Verilen alıştırma a
Çektirmelerle ilgili metnin "Müsaade edersen çektirmeler" sözcükleriyle başlayıp "makine dairesi bulunur." sözcükleriyle biten bölümünü, bu son sözcükler de dahil olmak üzere harfi harfine yeniden yazın.

Metin bloğu
##########

Hep aynı ve hep aynı sıra ile yapılmış tüm eski resimlerde ki bütün teknelerde. Mutlaka bir anlam ifade ediyordur bence.
Müsaade edersen çektirmeler ile ilgili Kayık Türkiyeden bir alıntı ile katkıda bulunmak istiyorum. Güzel anlatılmış ve ilginç ayrıntılar mevcut.
"Çektirmeler
Yük çektirmesi ve balıkçı çektirmesi olarak iki kategoriye ayrılır. Yük çektirmeleri çeşitli çaplarda (50-250 ton yük taşıma kapasitesine kadar) olmakla beraber bunlardan en çok inşa edilmiş revaçtaki çaplar 110 ton, 160-180 ton civarındadır.
Gulet tipi 300-500 tonluk tekneler de yapılmıştır. Bu teknelerde genellikle bas tarafta, “baş altı” denilen eşya veya ekseriyetle tayfanın kullanacağı bir mekan ile ortada ambar ve kıç tarafta ise makine dairesi bulunur.
Çektirmelerin denizli havalarda karşılaştıkları zorlamalara karşı bağlarının yetersiz olması, boylarını sınırlandırmaktadır. Bu sebeple en büyük boy 26 metre olup ancak Guletlerde nadiren 40 metreyi bulmaktadır. Çektirmelerin baş su hatları dirençli olmasına karşı kıç taraf su hatları daha narindir. Buna rağmen belli bir süratten sonra kıç omuzlukta gözle görülebilen akımdan ayrılma (separation) olayı, yüklü su hattında dolguluğunu ifade etmektedir. Makine gücünün olmadığı yelken devirlerinde, basit ağaç yekesinde dümen tutmak için büyük enerji sarf edilen Taka, Çektirme ve Guletlerin, Orta Çağ’dan kalma langa lunga ırgatları ve admiralti demirleriyle ancak esir mesaisiyle denizde gezebildiğini belirtmekteydi.

##########

Sağlanan veriler
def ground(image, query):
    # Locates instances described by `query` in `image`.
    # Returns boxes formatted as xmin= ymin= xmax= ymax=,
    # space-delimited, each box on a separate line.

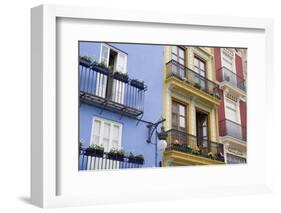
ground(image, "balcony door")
xmin=172 ymin=101 xmax=187 ymax=144
xmin=87 ymin=117 xmax=122 ymax=169
xmin=196 ymin=110 xmax=209 ymax=154
xmin=96 ymin=44 xmax=127 ymax=104
xmin=222 ymin=51 xmax=237 ymax=86
xmin=193 ymin=57 xmax=206 ymax=89
xmin=172 ymin=46 xmax=186 ymax=78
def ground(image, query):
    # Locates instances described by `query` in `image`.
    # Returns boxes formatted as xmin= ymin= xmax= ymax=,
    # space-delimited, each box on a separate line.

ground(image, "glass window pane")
xmin=180 ymin=117 xmax=185 ymax=128
xmin=179 ymin=48 xmax=184 ymax=58
xmin=172 ymin=54 xmax=178 ymax=61
xmin=193 ymin=58 xmax=199 ymax=67
xmin=101 ymin=46 xmax=109 ymax=65
xmin=200 ymin=61 xmax=205 ymax=70
xmin=172 ymin=46 xmax=178 ymax=55
xmin=103 ymin=123 xmax=110 ymax=138
xmin=113 ymin=125 xmax=119 ymax=141
xmin=179 ymin=58 xmax=184 ymax=65
xmin=94 ymin=120 xmax=101 ymax=136
xmin=179 ymin=105 xmax=185 ymax=116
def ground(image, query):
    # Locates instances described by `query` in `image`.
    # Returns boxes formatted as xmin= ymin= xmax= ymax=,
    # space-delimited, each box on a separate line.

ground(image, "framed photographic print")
xmin=31 ymin=5 xmax=273 ymax=207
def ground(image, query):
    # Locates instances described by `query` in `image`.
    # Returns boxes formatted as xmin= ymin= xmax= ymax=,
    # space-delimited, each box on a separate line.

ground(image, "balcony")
xmin=166 ymin=60 xmax=220 ymax=99
xmin=166 ymin=129 xmax=224 ymax=162
xmin=219 ymin=119 xmax=247 ymax=143
xmin=79 ymin=59 xmax=147 ymax=117
xmin=218 ymin=67 xmax=246 ymax=92
xmin=79 ymin=149 xmax=144 ymax=170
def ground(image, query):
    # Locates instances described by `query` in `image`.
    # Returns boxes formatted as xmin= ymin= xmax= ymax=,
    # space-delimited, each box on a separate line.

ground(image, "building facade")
xmin=79 ymin=42 xmax=163 ymax=170
xmin=214 ymin=48 xmax=247 ymax=163
xmin=163 ymin=46 xmax=224 ymax=166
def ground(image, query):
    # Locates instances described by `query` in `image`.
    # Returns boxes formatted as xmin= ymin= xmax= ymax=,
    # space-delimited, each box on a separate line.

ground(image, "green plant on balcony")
xmin=113 ymin=70 xmax=129 ymax=83
xmin=191 ymin=146 xmax=201 ymax=155
xmin=79 ymin=139 xmax=84 ymax=150
xmin=86 ymin=144 xmax=104 ymax=157
xmin=135 ymin=154 xmax=144 ymax=164
xmin=194 ymin=83 xmax=202 ymax=89
xmin=80 ymin=55 xmax=94 ymax=64
xmin=208 ymin=152 xmax=216 ymax=160
xmin=108 ymin=148 xmax=125 ymax=161
xmin=131 ymin=79 xmax=144 ymax=90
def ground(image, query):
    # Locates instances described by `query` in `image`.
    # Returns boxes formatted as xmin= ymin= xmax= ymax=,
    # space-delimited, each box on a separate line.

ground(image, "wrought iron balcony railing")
xmin=79 ymin=149 xmax=144 ymax=170
xmin=218 ymin=67 xmax=246 ymax=92
xmin=166 ymin=60 xmax=220 ymax=98
xmin=166 ymin=129 xmax=224 ymax=162
xmin=219 ymin=119 xmax=247 ymax=142
xmin=79 ymin=59 xmax=147 ymax=117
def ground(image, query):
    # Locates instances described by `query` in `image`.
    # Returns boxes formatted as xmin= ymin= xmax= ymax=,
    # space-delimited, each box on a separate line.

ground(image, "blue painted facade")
xmin=79 ymin=42 xmax=164 ymax=167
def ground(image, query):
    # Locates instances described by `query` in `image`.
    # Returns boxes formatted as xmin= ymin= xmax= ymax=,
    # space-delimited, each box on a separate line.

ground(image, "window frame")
xmin=99 ymin=43 xmax=128 ymax=73
xmin=171 ymin=99 xmax=189 ymax=133
xmin=90 ymin=116 xmax=123 ymax=152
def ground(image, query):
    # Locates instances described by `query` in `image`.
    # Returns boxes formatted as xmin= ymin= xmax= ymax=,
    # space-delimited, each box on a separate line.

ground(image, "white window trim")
xmin=90 ymin=116 xmax=123 ymax=149
xmin=224 ymin=93 xmax=241 ymax=125
xmin=221 ymin=48 xmax=236 ymax=74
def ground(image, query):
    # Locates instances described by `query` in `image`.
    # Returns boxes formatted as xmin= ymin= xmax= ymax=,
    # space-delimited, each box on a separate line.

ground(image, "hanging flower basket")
xmin=131 ymin=79 xmax=144 ymax=90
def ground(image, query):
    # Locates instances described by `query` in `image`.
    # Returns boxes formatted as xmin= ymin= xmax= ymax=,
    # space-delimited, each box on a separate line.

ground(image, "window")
xmin=172 ymin=46 xmax=185 ymax=78
xmin=172 ymin=46 xmax=185 ymax=66
xmin=225 ymin=98 xmax=238 ymax=122
xmin=91 ymin=117 xmax=122 ymax=152
xmin=96 ymin=44 xmax=127 ymax=104
xmin=194 ymin=57 xmax=206 ymax=77
xmin=193 ymin=57 xmax=206 ymax=88
xmin=172 ymin=101 xmax=186 ymax=131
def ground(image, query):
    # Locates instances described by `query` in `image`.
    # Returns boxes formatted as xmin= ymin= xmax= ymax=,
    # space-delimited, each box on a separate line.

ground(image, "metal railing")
xmin=79 ymin=61 xmax=147 ymax=116
xmin=219 ymin=119 xmax=247 ymax=142
xmin=218 ymin=67 xmax=246 ymax=92
xmin=79 ymin=149 xmax=144 ymax=170
xmin=166 ymin=129 xmax=224 ymax=162
xmin=166 ymin=60 xmax=220 ymax=98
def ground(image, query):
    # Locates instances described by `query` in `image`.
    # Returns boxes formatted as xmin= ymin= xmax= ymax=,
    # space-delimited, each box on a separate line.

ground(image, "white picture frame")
xmin=31 ymin=5 xmax=273 ymax=208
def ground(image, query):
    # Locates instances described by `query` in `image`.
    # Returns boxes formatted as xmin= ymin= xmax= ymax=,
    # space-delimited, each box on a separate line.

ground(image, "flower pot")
xmin=113 ymin=72 xmax=129 ymax=83
xmin=93 ymin=65 xmax=109 ymax=75
xmin=79 ymin=58 xmax=92 ymax=67
xmin=131 ymin=79 xmax=144 ymax=90
xmin=135 ymin=157 xmax=144 ymax=164
xmin=85 ymin=148 xmax=104 ymax=158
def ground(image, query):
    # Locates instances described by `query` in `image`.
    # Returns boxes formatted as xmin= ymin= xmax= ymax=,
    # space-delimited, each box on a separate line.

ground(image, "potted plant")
xmin=86 ymin=144 xmax=104 ymax=157
xmin=93 ymin=62 xmax=109 ymax=75
xmin=191 ymin=146 xmax=201 ymax=155
xmin=79 ymin=140 xmax=83 ymax=150
xmin=107 ymin=148 xmax=125 ymax=161
xmin=79 ymin=55 xmax=93 ymax=67
xmin=208 ymin=152 xmax=215 ymax=160
xmin=135 ymin=154 xmax=144 ymax=164
xmin=194 ymin=83 xmax=201 ymax=89
xmin=130 ymin=79 xmax=144 ymax=90
xmin=113 ymin=71 xmax=129 ymax=83
xmin=224 ymin=75 xmax=230 ymax=81
xmin=216 ymin=152 xmax=224 ymax=161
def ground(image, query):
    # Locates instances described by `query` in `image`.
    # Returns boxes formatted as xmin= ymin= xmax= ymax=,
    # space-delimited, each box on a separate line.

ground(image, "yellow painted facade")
xmin=163 ymin=46 xmax=224 ymax=166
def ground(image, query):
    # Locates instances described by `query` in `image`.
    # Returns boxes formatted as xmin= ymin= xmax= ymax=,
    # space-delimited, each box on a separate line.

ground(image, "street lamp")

##########

Verilen alıştırma b
Kayıtlarda "facade" dizesini içeren kaç satır bulunduğunu söyleyin ve yalnızca sayıyı verin.

Alıştırma çıktısı a
Müsaade edersen çektirmeler ile ilgili Kayık Türkiyeden bir alıntı ile katkıda bulunmak istiyorum. Güzel anlatılmış ve ilginç ayrıntılar mevcut.
"Çektirmeler
Yük çektirmesi ve balıkçı çektirmesi olarak iki kategoriye ayrılır. Yük çektirmeleri çeşitli çaplarda (50-250 ton yük taşıma kapasitesine kadar) olmakla beraber bunlardan en çok inşa edilmiş revaçtaki çaplar 110 ton, 160-180 ton civarındadır.
Gulet tipi 300-500 tonluk tekneler de yapılmıştır. Bu teknelerde genellikle bas tarafta, “baş altı” denilen eşya veya ekseriyetle tayfanın kullanacağı bir mekan ile ortada ambar ve kıç tarafta ise makine dairesi bulunur.

Alıştırma çıktısı b
3